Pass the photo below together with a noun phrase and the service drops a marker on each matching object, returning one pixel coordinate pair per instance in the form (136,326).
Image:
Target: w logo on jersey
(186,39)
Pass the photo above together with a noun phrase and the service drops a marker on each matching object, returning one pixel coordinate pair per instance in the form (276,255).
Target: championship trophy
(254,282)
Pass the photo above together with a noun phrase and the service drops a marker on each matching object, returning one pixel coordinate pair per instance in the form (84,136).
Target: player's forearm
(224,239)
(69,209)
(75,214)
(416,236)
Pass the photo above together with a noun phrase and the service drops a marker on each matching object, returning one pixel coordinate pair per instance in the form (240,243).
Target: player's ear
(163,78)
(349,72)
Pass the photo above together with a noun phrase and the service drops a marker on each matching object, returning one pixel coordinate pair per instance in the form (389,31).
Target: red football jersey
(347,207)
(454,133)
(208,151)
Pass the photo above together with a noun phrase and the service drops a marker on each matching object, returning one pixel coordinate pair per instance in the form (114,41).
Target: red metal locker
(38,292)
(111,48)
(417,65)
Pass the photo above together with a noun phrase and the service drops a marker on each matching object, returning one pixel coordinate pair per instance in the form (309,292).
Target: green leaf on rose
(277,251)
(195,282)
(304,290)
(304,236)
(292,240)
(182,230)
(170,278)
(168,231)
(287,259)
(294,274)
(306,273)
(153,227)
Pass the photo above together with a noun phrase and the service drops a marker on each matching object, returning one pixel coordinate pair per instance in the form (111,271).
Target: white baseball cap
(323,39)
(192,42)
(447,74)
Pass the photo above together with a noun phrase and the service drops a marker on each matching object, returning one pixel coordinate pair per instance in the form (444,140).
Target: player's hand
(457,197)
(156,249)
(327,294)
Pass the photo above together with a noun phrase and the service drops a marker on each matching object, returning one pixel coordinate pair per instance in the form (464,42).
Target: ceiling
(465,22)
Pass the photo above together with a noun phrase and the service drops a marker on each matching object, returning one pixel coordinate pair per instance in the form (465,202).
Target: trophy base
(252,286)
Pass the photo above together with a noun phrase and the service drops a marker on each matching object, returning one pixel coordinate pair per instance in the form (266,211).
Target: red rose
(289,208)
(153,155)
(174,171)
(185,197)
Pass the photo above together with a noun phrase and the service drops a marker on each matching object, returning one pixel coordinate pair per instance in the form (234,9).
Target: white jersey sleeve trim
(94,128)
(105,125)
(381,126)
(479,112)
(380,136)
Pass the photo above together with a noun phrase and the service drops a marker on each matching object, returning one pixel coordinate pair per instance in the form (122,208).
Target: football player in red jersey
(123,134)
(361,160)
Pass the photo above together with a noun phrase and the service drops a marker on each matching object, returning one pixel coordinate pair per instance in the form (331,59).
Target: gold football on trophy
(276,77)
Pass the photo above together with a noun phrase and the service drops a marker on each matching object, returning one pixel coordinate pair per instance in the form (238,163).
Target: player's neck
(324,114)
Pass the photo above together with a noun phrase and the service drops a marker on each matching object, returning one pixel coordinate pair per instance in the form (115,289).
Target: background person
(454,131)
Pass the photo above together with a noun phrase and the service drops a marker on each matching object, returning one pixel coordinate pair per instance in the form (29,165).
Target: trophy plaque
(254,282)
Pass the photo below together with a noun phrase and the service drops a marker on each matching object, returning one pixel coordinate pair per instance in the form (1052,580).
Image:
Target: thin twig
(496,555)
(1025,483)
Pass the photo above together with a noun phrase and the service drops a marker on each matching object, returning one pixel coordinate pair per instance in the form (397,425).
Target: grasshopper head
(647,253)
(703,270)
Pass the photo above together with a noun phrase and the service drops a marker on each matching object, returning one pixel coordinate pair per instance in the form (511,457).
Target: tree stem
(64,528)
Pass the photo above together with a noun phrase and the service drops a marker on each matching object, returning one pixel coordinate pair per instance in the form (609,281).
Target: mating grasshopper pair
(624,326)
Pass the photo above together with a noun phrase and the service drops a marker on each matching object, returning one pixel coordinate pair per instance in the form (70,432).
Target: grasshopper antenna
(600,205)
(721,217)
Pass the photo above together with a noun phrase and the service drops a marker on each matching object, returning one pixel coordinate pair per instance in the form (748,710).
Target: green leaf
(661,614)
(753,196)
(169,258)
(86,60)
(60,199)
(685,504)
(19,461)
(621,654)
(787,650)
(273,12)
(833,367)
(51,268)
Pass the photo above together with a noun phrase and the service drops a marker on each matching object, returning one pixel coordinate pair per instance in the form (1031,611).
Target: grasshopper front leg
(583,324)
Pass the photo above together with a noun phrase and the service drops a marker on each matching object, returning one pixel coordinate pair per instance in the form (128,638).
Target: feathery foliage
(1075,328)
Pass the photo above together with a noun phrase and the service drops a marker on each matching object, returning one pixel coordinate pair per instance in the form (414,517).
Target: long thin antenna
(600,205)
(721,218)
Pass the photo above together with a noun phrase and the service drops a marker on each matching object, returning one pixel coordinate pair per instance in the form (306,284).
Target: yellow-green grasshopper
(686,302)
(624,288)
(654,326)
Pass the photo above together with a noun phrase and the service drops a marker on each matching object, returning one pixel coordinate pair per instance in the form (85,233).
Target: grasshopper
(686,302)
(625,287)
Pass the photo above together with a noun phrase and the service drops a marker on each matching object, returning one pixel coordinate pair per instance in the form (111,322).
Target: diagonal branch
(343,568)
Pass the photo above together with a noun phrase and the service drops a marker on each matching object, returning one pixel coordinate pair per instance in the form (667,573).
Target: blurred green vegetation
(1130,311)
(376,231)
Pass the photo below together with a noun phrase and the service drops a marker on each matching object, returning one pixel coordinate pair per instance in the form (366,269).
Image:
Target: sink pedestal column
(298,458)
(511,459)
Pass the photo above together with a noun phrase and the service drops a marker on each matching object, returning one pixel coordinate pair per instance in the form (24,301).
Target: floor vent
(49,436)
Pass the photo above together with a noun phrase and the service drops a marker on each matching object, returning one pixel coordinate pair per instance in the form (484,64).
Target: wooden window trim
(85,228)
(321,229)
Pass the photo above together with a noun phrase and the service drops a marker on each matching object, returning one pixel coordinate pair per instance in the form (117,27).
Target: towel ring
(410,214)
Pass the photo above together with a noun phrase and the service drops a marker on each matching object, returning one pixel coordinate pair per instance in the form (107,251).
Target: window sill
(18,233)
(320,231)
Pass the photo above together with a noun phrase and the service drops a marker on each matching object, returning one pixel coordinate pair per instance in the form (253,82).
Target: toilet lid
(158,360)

What the task asks: Print exactly the lines from the one with "the form (667,573)." through the end of the data, inclusive.

Response for this exercise:
Pass the photo above together with a noun phrase and the service drops a marker on each matching object, returning one pixel coordinate pair per instance in the form (667,573).
Target: blurred green vegetation
(1130,311)
(376,231)
Pass the photo below together with a noun phrase and the service drops a marker on each matching object, returning one pixel coordinate pair per instance in the form (366,269).
Image:
Target: sink pedestal column
(298,458)
(511,459)
Pass the photo above together with a noun phrase and the service drops a marker on each matching object, returning one pixel coordinate pair per instance in the form (24,301).
Target: floor vent
(49,436)
Pass the photo above together with a noun phrase and the service drops a marker on each matching object, returning one pixel coordinate pair per instance in the form (484,64).
Target: wooden window trim
(85,228)
(321,229)
Pass the photo above together with a noun phrase and the service drops a marker on each matching object, returning one pixel coordinate pair per instance in the form (117,27).
Target: towel ring
(410,214)
Pass the photo above together with a noun phrase and the service drops a marker on each matching object, returning one pixel coordinate pair per instance in the form (107,251).
Target: window sill
(18,233)
(320,231)
Pass the photo above together with a noun phrase and the service drops a marker on each matching object, returning one pixel coordinate pair per instance in the form (253,82).
Target: toilet lid
(158,360)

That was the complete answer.